## [Exercise aim]
Reproduce every line of the records below word for word, but leave the pictures out of your copy.
## BEGIN Data lines
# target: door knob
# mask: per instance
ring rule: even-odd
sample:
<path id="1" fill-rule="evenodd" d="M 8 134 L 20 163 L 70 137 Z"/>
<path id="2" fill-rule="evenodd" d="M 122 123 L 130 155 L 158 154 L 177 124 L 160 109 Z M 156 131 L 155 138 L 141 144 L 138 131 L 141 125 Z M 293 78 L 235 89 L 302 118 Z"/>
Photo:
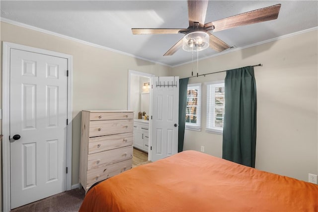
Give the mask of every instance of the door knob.
<path id="1" fill-rule="evenodd" d="M 13 137 L 12 137 L 12 138 L 14 140 L 19 140 L 20 137 L 21 136 L 20 135 L 13 135 Z"/>

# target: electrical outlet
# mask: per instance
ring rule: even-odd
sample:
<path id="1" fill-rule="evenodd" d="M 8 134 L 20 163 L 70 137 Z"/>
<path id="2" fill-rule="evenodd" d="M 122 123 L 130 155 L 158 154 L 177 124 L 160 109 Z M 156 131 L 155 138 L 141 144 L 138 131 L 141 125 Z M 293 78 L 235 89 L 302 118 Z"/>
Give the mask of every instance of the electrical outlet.
<path id="1" fill-rule="evenodd" d="M 201 151 L 202 152 L 204 152 L 204 146 L 201 146 Z M 316 179 L 317 179 L 317 177 L 316 176 Z"/>
<path id="2" fill-rule="evenodd" d="M 313 174 L 308 174 L 308 182 L 314 184 L 317 184 L 317 175 Z"/>

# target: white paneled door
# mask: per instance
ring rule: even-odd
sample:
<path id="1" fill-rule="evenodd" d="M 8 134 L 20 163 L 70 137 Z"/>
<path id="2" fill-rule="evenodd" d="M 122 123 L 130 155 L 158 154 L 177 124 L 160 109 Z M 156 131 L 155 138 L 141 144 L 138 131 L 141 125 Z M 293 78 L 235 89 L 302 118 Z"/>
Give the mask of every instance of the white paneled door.
<path id="1" fill-rule="evenodd" d="M 151 160 L 178 152 L 179 77 L 152 79 Z"/>
<path id="2" fill-rule="evenodd" d="M 11 50 L 11 209 L 66 190 L 67 63 Z"/>

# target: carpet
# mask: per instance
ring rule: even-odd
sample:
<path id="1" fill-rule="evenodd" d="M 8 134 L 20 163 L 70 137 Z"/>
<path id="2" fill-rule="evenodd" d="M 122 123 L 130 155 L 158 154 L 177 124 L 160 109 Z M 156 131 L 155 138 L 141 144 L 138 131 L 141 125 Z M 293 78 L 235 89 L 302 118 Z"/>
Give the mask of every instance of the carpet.
<path id="1" fill-rule="evenodd" d="M 12 212 L 78 212 L 85 191 L 75 189 L 12 210 Z"/>

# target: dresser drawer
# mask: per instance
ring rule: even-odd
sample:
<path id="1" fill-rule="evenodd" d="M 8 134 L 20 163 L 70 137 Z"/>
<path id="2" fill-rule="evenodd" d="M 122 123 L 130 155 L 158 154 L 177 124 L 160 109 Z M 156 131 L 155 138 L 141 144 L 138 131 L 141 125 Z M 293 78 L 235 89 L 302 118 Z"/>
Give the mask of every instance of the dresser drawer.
## END Data lines
## [Full output]
# target: door knob
# mask: per instance
ring rule: even-odd
sample:
<path id="1" fill-rule="evenodd" d="M 8 134 L 20 163 L 70 137 Z"/>
<path id="2" fill-rule="evenodd" d="M 122 123 L 130 155 L 158 154 L 177 124 L 160 109 Z M 156 131 L 155 138 L 141 144 L 138 131 L 141 125 Z M 293 78 L 235 89 L 302 118 Z"/>
Photo:
Give the mask of every instance of the door knob.
<path id="1" fill-rule="evenodd" d="M 13 137 L 12 137 L 12 138 L 14 140 L 19 140 L 20 137 L 21 136 L 20 135 L 13 135 Z"/>

# target: electrical outlet
# mask: per instance
ring rule: even-odd
sample:
<path id="1" fill-rule="evenodd" d="M 8 134 L 20 163 L 70 137 Z"/>
<path id="2" fill-rule="evenodd" d="M 122 123 L 130 155 L 158 154 L 177 124 L 160 109 Z M 156 131 L 155 138 L 141 144 L 138 131 L 141 125 Z M 293 78 L 235 89 L 302 118 Z"/>
Give the mask of every instance of the electrical outlet.
<path id="1" fill-rule="evenodd" d="M 201 151 L 202 152 L 204 152 L 204 146 L 201 146 Z M 316 179 L 317 179 L 317 177 L 316 176 Z"/>
<path id="2" fill-rule="evenodd" d="M 313 174 L 308 174 L 308 182 L 314 184 L 317 184 L 317 175 Z"/>

# target: white paneled door
# mask: per instance
ring rule: even-odd
sample:
<path id="1" fill-rule="evenodd" d="M 8 134 L 20 163 L 70 137 Z"/>
<path id="2" fill-rule="evenodd" d="M 122 123 L 130 155 L 158 154 L 177 124 L 160 109 Z M 156 131 L 155 138 L 141 144 L 138 131 L 141 125 Z M 293 78 L 235 89 L 302 118 Z"/>
Give the mask of every instance of the white paneled door.
<path id="1" fill-rule="evenodd" d="M 151 160 L 178 152 L 179 77 L 152 79 Z"/>
<path id="2" fill-rule="evenodd" d="M 11 50 L 11 209 L 66 190 L 67 63 Z"/>

# target: carpet
# mask: per instance
ring rule: even-odd
sample:
<path id="1" fill-rule="evenodd" d="M 8 134 L 20 163 L 70 137 Z"/>
<path id="2" fill-rule="evenodd" d="M 122 123 L 130 155 L 158 154 L 177 124 L 160 109 Z M 156 131 L 155 138 L 141 144 L 138 131 L 141 125 Z M 293 78 L 235 89 L 302 118 Z"/>
Give the mask of every instance of the carpet.
<path id="1" fill-rule="evenodd" d="M 12 212 L 78 212 L 85 191 L 75 189 L 12 210 Z"/>

# target: dresser drawer
# mask: per instance
ring rule: even-odd
sample:
<path id="1" fill-rule="evenodd" d="M 8 134 L 20 163 L 70 137 Z"/>
<path id="2" fill-rule="evenodd" d="M 122 123 L 130 155 L 158 154 L 177 124 L 160 109 Z M 156 131 L 155 138 L 141 144 L 138 131 L 141 125 Z M 293 78 L 235 89 L 302 118 Z"/>
Give the mask of every instance of the dresser drawer.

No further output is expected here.